▶ [TESTO]:
----
Come già osservato da Judith Butler e Paul B. Preciado [6], il neoliberalismo attua un’esaltazione dell’individuo individuato, rispetto al quale l’iperindividuo si colloca in netta contrapposizione. Il concetto di contaminazione (pollution) è allora utile per indicare quel «regime economico e politico proprio del capitalismo digitale» (p. 141), secondo cui «la crescente personalizzazione dell’offerta digitale si fonda, in realtà, sulla progressiva disindividuazione degli (iper)individui» (p. 147).  La logica sottostante al sistema neoliberale sarebbe infatti isolante e tipicizzante al tempo stesso: estremizzando l’illusione di un’autoaffermazione soggettiva, essa porterebbe alla cessione completa della spinta individuale desiderante, sotto il falso nome di un libero consenso. L’esito drammatico di tale processo consiste in una sotterranea omologazione degli impulsi libidinali soggettivi, permettendo così un maggior controllo delle sue decisioni future, rese sempre più prevedibili. Secondo Buongiorno, è proprio l’elemento di non-prevedibilità a costituire il «punto su cui insistere per introdurre un elemento di dis-automatizzazione», senza pretendere di ridurre del tutto la tendenza tipizzante della macchina capitalistica, ma immaginando delle possibili vie di fuga, date dall’«intreccio iperumano di individuazione psichica e tecnica». È, infatti, «solo in questo intreccio, non nel suo oltre, che il desiderio potrà essere anche una resistenza alla dis-individuazione» (p. 202).

Il prefisso “iper” diventa allora simbolo di un’eccedenza che è al tempo stesso negazione, negazione di una sostanzialità persa dal soggetto neoliberale che, a discapito della sua pretesa di essere massimamente individuato e sovrano di se stesso, confonde i suoi confini tra sé e l’altro. Contro la standardizzazione del desiderio e  dello sfruttamento capitalistico dell’energia libidinale, risulta necessario recuperare  l’idea di un  iperindividuo quale «sistema aperto e imprevedibile – non calcolabile né anticipabile nella sua interezza» (p. 169), che a sua volta rimanda a un diverso tipo di «neutralità della coscienza: non quella che immunizza l’individuo come spettatore disinteressato, bensì quella che rintraccia anche in quest’ultimo la matrice ambivalente della dinamica intenzionale» (p. 172)
----
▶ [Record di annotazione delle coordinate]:
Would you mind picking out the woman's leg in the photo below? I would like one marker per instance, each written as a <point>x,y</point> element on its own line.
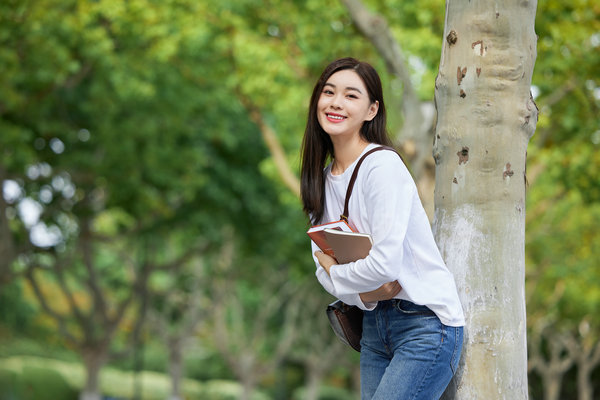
<point>374,357</point>
<point>425,354</point>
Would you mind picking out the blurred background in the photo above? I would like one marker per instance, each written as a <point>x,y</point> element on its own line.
<point>152,244</point>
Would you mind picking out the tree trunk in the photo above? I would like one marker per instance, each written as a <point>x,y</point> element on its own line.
<point>313,381</point>
<point>175,368</point>
<point>486,117</point>
<point>93,360</point>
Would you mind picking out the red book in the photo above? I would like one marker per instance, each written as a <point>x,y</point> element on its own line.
<point>317,234</point>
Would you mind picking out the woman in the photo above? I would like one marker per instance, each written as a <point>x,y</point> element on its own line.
<point>413,321</point>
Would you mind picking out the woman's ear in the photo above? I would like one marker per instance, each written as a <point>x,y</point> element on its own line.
<point>373,108</point>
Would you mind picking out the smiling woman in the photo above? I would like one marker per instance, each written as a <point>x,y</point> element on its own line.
<point>403,282</point>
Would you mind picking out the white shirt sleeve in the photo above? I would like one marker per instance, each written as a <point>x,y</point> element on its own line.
----
▶ [ELENCO DEI COMPITI]:
**A.** Nel testo sull'iperindividuo, che cosa serve a indicare il concetto di contaminazione (pollution)?
**B.** Prosegui il testo sull'iperindividuo dopo la sua ultima frase.
Gli elementi non servono per svolgere l'esercizio.

▶ [RISULTATI DELL'ESERCIZIO]:
**A.** Serve a indicare il regime economico e politico proprio del capitalismo digitale.

**B.**
Alla base della proposta di Buongiorno, che si configura come una nuova antropologia per la società neoliberale e digitalizzata, è possibile ritrovare un’ontologia di tipo processuale, per la quale l’essere, incluso quello del soggetto, non si presenta come identità fissa o unità individuale, ma assume la forma di individuazione: processualità sempre in divenire, mai del tutto compiuta.

In conclusione, è possibile riconoscere al presente volume, che si impegna in ultima istanza a «ripensare la questione del postumano in senso iperumano» (p. 191), non solo un contributo decisamente innovativo nel panorama del dibattito filosofico attuale – del quale è testimonianza ulteriore l’assegnazione del “Premio Nicola Russo per gli studi filosofici”, avvenuta lo scorso settembre –, ma anche l’introduzione di un nuovo dispositivo filosofico destinato a perdurare. La nozione di iperindividualità, infatti, segna un importante passo in avanti verso la comprensione del soggetto quale processo di individuazione, mai assolutamente com-prensibile, ossia mai del tutto circoscrivibile concettualmente, ma che una filosofia che si voglia politica e reattiva nei confronti di ciò che la circonda ha il compito di provare continuamente a descrivere, di volta in volta e attraverso gli strumenti che ha a disposizione.

Marta Gailli

Note

[1] Tiene a precisare Buongiorno che «il concetto di “iper” proposto in questo libro si differenzia fondamentalmente da quello di Morton in quanto presuppone, sul piano filosofico generale, che idealismo e realismo […] commettono il comune errore di intellettualizzare la percezione (e, di conseguenza, la cognizione), […]  misconoscendone la natura primariamente esteriorizzata e sovradeterminata tecnicamente» (pp. 184-185).

[2] «È Merleau-Ponty ad aver colto e sviluppato appieno questo tema ben al di là delle intenzioni husserliane, sostituendo il paradigma dell’istituzione a quello della costituzione fenomenologica» (p. 47), avanzando, nei corsi su L’istituzione, la passività, la tesi di un inconscio come duplice sedimentazione di campi percettivi e di matrici simboliche (cfr. Merleau-Ponty 2023).

[3] Cfr. Lyotard (2021). Con Lyotard, infatti, «le pulsioni fondamentali (di vita e di morte) non sarebbero due, ma un’unica pulsione duplice» (p. 41).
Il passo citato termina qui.